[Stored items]
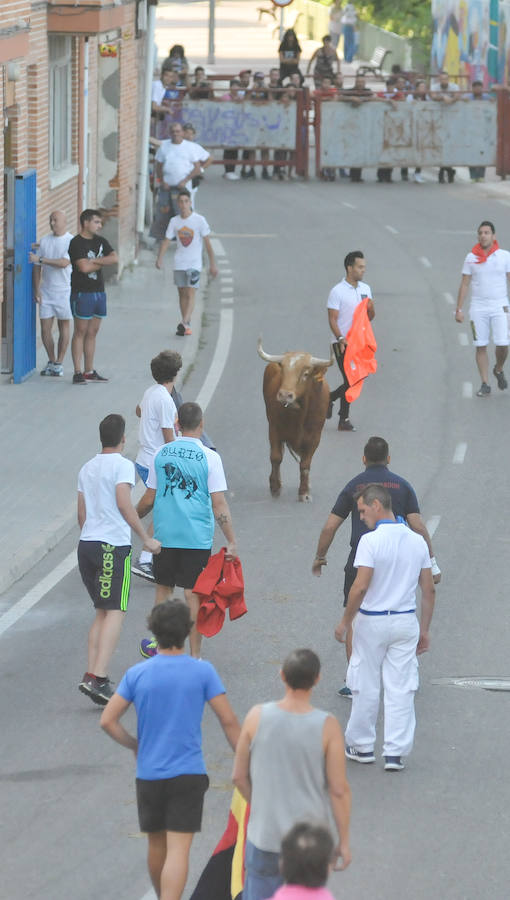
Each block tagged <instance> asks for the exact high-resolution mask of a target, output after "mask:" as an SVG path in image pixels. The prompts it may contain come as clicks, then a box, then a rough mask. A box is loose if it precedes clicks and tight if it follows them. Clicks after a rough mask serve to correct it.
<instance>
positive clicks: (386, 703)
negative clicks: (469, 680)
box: [335, 484, 435, 771]
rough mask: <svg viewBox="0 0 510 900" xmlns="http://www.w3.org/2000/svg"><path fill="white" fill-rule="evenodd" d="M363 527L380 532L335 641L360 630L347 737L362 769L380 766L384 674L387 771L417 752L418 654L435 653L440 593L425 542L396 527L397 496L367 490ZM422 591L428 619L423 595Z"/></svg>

_TASK ITEM_
Across the records above, how many lines hold the string "instance"? The number alone will do.

_TASK RESPONSE_
2